**EXERCISE TASKS:**
1) Reproduce the part of the article about the striking Chronicle Herald photographer that starts at the words "Striking Chronicle Herald" and ends after the words "the Halifax waterfront.".
2) Continue the article about the striking Chronicle Herald photographer, starting right after its final sentence.

Striking Chronicle Herald photographer recovering from picket line stroke

Eric Wynne waits for a ten-year-old boy to step off a platform and fly along a zip line on the Halifax waterfront.

His camera snaps and snaps, but only three months ago he was in hospital after suffering a stroke on the picket line.

"This is what we like to call the year from hell," he said in an interview Wednesday.

Wynne, 49, is a striking multimedia editor and photographer at the Chronicle Herald, the oldest independently owned newspaper in Canada.

'You just keep going'

Wynne and his colleagues are on strike for the seventh month, holding out over a contract experts have said would effectively kill the union.

All the while, his wife is being treated for colorectal cancer, and his mother is recovering from a major heart attack and stroke.

"We've just been soldiering on because we don't have time to stop, pause or really think about the implications of my wife's diagnosis and mine," Wynne said.

"You just keep going because you can't let it get to you."

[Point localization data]
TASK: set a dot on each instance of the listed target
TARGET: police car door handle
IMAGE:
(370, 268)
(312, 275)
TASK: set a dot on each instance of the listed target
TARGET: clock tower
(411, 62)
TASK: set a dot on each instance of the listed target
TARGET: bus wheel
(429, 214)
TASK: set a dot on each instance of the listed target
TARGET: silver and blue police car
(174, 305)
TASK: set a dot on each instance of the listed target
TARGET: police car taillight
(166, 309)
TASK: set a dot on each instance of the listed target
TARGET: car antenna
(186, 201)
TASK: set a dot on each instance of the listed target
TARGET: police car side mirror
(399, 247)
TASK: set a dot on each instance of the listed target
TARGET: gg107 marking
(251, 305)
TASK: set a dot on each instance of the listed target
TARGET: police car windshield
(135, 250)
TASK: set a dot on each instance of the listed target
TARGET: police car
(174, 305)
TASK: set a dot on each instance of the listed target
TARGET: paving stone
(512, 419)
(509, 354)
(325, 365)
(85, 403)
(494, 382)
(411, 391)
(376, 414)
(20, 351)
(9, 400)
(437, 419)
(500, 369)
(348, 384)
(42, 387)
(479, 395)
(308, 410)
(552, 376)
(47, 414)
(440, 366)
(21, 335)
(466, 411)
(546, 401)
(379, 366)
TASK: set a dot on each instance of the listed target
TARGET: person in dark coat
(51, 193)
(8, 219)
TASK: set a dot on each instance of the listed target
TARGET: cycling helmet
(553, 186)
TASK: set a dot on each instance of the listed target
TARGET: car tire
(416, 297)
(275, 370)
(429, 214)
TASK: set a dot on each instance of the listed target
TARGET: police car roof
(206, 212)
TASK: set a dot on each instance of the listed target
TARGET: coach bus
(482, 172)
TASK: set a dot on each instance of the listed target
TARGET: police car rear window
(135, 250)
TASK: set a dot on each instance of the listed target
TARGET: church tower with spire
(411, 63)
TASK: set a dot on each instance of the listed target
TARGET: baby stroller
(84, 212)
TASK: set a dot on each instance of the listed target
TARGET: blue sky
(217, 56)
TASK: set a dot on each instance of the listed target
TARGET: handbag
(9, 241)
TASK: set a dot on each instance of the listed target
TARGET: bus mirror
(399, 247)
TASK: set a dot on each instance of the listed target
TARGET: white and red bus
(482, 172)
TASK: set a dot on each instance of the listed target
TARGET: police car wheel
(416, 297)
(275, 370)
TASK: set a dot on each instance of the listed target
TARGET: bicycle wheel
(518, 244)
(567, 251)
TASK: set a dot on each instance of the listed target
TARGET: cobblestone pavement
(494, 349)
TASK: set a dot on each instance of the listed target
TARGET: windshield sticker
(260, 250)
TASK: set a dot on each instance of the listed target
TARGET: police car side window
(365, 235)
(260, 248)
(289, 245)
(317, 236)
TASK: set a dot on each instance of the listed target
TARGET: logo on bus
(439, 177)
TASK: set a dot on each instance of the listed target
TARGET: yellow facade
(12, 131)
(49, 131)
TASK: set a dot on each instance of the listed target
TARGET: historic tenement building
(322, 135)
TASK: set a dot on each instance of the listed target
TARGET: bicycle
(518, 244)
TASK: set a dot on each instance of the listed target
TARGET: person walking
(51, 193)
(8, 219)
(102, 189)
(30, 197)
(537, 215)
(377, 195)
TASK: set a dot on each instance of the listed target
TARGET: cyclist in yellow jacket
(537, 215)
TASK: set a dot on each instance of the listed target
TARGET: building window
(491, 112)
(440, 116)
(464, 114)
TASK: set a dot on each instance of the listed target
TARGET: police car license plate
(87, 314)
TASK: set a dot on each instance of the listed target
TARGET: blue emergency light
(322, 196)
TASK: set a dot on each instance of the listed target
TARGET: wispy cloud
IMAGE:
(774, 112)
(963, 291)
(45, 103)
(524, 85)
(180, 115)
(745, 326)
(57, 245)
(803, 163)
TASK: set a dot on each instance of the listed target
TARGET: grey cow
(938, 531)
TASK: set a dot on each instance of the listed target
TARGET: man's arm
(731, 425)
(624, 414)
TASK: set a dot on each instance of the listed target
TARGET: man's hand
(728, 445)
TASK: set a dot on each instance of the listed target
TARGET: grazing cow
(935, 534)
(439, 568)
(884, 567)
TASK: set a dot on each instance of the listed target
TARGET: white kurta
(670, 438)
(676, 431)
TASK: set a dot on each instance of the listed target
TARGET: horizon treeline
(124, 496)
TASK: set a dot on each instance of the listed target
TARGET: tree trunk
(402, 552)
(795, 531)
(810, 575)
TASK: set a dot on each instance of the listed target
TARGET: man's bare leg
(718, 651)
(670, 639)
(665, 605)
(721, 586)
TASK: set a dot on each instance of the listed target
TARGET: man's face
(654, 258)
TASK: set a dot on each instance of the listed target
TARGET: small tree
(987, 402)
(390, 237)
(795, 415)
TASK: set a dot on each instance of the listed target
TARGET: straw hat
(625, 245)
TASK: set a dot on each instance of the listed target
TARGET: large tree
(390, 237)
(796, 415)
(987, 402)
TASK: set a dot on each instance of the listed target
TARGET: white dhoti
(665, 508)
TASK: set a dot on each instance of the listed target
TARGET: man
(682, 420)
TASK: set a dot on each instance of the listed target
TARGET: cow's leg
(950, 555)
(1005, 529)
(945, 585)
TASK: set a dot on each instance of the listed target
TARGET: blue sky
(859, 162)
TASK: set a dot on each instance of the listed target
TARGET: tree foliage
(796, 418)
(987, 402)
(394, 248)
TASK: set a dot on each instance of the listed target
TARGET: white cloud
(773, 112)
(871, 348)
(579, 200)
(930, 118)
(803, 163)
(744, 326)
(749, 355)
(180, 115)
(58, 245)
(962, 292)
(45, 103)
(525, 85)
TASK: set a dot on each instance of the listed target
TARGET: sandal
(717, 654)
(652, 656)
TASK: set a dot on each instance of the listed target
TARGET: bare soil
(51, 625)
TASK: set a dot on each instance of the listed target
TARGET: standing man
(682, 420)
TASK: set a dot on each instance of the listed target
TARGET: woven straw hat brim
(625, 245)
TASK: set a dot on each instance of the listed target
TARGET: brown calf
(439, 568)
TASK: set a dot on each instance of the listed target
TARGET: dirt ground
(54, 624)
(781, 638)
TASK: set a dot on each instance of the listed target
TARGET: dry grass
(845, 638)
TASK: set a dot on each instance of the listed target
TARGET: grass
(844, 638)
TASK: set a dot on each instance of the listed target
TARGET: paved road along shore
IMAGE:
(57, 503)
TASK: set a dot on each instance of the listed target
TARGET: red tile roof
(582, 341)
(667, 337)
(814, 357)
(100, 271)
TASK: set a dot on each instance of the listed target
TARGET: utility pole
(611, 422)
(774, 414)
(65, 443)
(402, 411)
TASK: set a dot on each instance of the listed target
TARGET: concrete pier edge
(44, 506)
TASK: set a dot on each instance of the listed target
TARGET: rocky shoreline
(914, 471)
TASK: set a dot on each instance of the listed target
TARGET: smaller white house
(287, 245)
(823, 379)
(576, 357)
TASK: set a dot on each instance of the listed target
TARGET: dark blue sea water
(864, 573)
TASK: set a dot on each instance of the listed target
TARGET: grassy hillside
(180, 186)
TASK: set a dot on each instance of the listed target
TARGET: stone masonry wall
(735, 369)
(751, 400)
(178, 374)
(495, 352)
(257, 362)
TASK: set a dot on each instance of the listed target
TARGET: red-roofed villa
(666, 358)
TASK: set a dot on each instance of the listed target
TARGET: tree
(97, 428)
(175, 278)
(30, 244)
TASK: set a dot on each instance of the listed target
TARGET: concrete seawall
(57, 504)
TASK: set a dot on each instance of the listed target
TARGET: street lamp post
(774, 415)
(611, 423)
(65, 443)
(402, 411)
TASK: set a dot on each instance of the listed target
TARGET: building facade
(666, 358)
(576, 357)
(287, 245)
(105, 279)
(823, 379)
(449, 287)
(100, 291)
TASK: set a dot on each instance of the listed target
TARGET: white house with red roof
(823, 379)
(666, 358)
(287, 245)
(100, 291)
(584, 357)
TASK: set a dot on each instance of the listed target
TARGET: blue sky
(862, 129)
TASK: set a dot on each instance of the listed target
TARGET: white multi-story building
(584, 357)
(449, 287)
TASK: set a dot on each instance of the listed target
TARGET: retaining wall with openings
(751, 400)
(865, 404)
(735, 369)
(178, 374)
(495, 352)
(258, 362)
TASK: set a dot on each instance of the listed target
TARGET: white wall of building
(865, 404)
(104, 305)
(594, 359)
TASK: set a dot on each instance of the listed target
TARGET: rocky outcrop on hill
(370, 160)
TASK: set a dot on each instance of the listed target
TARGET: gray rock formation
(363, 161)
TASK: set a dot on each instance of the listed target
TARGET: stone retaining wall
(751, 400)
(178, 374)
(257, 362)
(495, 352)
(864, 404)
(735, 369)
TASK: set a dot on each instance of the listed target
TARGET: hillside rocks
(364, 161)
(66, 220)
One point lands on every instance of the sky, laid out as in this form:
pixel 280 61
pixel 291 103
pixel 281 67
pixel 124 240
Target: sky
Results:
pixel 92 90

**SOLVED PROBLEMS:**
1)
Striking Chronicle Herald photographer recovering from picket line stroke

Eric Wynne waits for a ten-year-old boy to step off a platform and fly along a zip line on the Halifax waterfront.

2)
'Could have been planning a funeral'

His stroke, diagnosed as Wallenberg Syndrome, is the best kind possible, if you were to get one, Wynne said. He's even back on the job, so to speak, taking photos for the striker publication Local Xpress.

"My wife and I both have this same feeling that it could have been worse. Her cancer could have been worse," Wynne said.

"I could have been planning a funeral instead of going on camping trips with her. With mine, I could have been an invalid, but I'm not."

Colleagues 'really supportive'

A crowdfunding campaign started to support Wynne has raised $13,345 of a $15,000 goal.

He goes to physiotherapy, so the money will help with co-pays and future treatments, he said, as he's maxed out coverage available on his wife's health plan. Striking workers still have health coverage, provided under the union, he said.

Those treatments are helping with the lingering dizziness and muscular imbalance.

"My stamina is really not there, but it's coming along," he said. "My colleagues have been really supportive and really helpful through the entire thing."

Low pay 'really tough'

His own early-career financial instability is driving, in part, his dedication to the strike, despite his recent misfortune.

Wynne started at the paper almost 18 years ago for less than $22,000 annually, he said. With two young children, the couple visited the food bank.

"It was really tough. You wouldn't deny the kids any food, but there was definitely no recreation, no extras. It was actually pretty basic living," Wynne said.

Staff unionized about a year later, and his family went from "scrounging, scraping for money" to a living wage, he said.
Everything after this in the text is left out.